Problem description:
Set out the data below as a numbered list, omitting any blank lines.
○ ○ ○ ○
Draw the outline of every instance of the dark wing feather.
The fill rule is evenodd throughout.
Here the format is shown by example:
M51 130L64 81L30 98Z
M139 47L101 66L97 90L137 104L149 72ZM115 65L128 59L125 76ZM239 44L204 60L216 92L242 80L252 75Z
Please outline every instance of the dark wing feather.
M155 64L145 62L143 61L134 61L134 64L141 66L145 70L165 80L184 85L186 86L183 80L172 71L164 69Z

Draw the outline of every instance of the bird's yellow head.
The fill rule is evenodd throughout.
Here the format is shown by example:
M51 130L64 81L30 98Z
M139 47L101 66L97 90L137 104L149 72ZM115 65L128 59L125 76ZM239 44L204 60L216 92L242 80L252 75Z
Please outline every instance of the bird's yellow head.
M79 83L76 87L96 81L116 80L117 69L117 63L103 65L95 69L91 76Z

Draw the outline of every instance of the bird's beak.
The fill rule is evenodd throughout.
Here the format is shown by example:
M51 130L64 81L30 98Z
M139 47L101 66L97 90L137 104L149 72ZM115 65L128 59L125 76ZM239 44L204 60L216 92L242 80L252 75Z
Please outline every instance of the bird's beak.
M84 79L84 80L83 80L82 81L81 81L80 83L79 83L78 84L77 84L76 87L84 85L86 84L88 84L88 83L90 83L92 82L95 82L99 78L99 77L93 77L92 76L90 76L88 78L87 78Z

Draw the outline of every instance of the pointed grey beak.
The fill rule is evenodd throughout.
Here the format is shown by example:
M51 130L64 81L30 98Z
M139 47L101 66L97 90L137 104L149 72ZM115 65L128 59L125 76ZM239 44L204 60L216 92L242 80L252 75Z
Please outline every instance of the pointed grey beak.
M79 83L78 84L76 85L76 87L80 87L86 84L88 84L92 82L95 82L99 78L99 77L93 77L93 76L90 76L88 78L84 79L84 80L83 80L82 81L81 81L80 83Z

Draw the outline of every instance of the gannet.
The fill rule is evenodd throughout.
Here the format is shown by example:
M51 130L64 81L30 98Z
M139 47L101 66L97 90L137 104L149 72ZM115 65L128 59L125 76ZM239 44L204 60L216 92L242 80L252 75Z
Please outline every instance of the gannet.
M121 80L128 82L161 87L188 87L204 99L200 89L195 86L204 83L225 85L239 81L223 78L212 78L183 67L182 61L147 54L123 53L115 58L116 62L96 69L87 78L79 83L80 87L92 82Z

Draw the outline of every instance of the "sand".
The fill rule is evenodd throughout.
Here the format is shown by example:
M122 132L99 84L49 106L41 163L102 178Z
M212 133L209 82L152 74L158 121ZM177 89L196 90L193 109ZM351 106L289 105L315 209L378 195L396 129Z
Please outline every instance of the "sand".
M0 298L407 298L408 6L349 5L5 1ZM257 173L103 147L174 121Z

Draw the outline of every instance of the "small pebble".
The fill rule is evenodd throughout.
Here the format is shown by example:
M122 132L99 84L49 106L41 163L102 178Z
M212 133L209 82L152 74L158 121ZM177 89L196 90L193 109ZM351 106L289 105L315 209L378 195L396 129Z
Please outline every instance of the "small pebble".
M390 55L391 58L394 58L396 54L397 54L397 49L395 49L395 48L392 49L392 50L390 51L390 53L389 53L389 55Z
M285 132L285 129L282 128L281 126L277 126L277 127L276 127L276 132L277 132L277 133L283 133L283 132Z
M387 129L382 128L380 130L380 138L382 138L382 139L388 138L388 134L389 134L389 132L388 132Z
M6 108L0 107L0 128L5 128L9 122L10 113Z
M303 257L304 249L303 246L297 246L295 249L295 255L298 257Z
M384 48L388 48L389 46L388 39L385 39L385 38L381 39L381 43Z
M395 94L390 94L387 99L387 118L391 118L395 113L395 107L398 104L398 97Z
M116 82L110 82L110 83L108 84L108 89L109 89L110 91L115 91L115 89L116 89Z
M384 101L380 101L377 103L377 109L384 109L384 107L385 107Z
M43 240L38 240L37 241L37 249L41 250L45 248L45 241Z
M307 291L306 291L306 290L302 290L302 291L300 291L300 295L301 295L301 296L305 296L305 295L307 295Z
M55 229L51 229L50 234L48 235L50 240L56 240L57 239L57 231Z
○ ○ ○ ○
Correct result:
1. Draw the outline of every instance of the dark wing feather.
2. The fill rule is evenodd throughout.
3. Here the format is shown by example:
4. M51 130L64 81L30 98Z
5. M139 47L101 66L97 90L137 104L149 72ZM115 65L128 59L125 76ZM239 44L204 60L216 92L242 80L252 75Z
6. Please outline every instance of the dark wing feather.
7. M155 64L145 62L143 61L134 61L134 64L141 66L145 70L165 80L184 85L186 86L183 80L172 71L164 69Z
8. Draw the outline of every instance of the bird's yellow head.
9. The fill rule is evenodd throughout.
10. Here the format is shown by example:
11. M51 130L64 81L30 98Z
12. M139 47L101 66L97 90L137 104L149 72ZM115 65L128 59L125 76ZM239 44L204 60L216 92L242 80L252 75Z
13. Please outline every instance of the bird's yellow head.
14. M79 83L76 87L96 81L116 80L117 69L117 63L103 65L95 69L91 76Z
15. Draw the outline of every instance of the bird's beak.
16. The fill rule is evenodd throughout.
17. Here the format is shown by example:
18. M51 130L64 81L30 98Z
19. M139 47L101 66L97 90L137 104L149 72ZM115 65L128 59L125 76ZM239 44L204 60L216 92L242 80L252 75Z
20. Please outline every instance of the bird's beak.
21. M84 79L84 80L83 80L82 81L81 81L80 83L79 83L78 84L77 84L76 87L84 85L86 84L88 84L88 83L90 83L92 82L95 82L99 78L99 77L93 77L92 76L90 76L88 78L87 78Z
22. Draw the outline of every instance of the pointed grey beak.
23. The fill rule is evenodd throughout.
24. Here the format is shown by example:
25. M51 130L64 81L30 98Z
26. M139 47L101 66L97 90L137 104L149 72ZM115 65L128 59L125 76ZM239 44L204 60L216 92L242 80L252 75Z
27. Please outline every instance of the pointed grey beak.
28. M79 83L78 84L76 85L76 87L80 87L86 84L88 84L92 82L95 82L99 78L99 77L93 77L93 76L90 76L88 78L84 79L84 80L83 80L82 81L81 81L80 83Z
29. Draw the outline of every instance of the gannet.
30. The fill rule is evenodd throughout.
31. Here the format is shown by example:
32. M51 130L64 81L30 98Z
33. M139 47L101 66L97 90L137 104L149 72ZM115 65L128 59L125 76ZM239 44L204 60L216 92L242 80L252 75Z
34. Please outline every instance of the gannet.
35. M121 80L128 82L161 87L188 87L204 99L200 89L195 86L204 83L225 85L239 81L223 78L212 78L183 67L182 61L147 54L123 53L115 58L116 62L96 69L87 78L79 83L80 87L92 82Z
36. Draw the outline of every instance of the "sand".
37. The fill rule is evenodd throughout.
38. Here the format is shown by example:
39. M122 132L99 84L49 106L41 163L102 178Z
40. M212 133L209 82L152 74L158 121ZM177 89L196 90L193 109ZM351 106L289 105L315 209L378 195L396 129Z
41. Please outline every instance of the "sand".
42. M0 298L407 298L408 6L349 5L5 1ZM257 173L103 147L174 121Z
43. Draw the outline of every instance of the "small pebble".
44. The fill rule is evenodd throughout.
45. Here the format is shown by example:
46. M122 132L99 84L49 106L41 163L102 178Z
47. M212 133L209 82L152 74L158 121ZM177 89L196 90L193 109ZM351 106L289 105L315 209L378 195L396 129Z
48. Please outline every instance of the "small pebble".
49. M390 55L391 58L394 58L396 54L397 54L397 49L395 49L395 48L392 49L392 50L390 51L390 53L389 53L389 55Z
50. M285 132L285 129L282 128L281 126L277 126L277 127L276 127L276 132L277 132L277 133L283 133L283 132Z
51. M387 129L382 128L380 130L380 138L382 138L382 139L388 138L388 134L389 134L389 132L388 132Z
52. M6 108L0 107L0 128L5 128L9 122L10 113Z
53. M303 257L304 249L303 246L297 246L295 249L295 255L298 257Z
54. M384 48L388 48L389 46L388 39L385 39L385 38L381 39L381 43Z
55. M395 94L390 94L387 99L387 118L391 118L395 113L395 107L398 104L398 97Z
56. M116 82L110 82L110 83L108 84L108 89L109 89L110 91L115 91L115 89L116 89Z
57. M384 101L380 101L377 103L377 109L384 109L384 107L385 107Z
58. M43 240L38 240L37 241L37 249L41 250L45 248L45 241Z
59. M307 291L306 291L306 290L302 290L302 291L300 291L300 295L301 295L301 296L305 296L305 295L307 295Z
60. M55 229L51 229L50 234L48 235L50 240L56 240L57 239L57 231Z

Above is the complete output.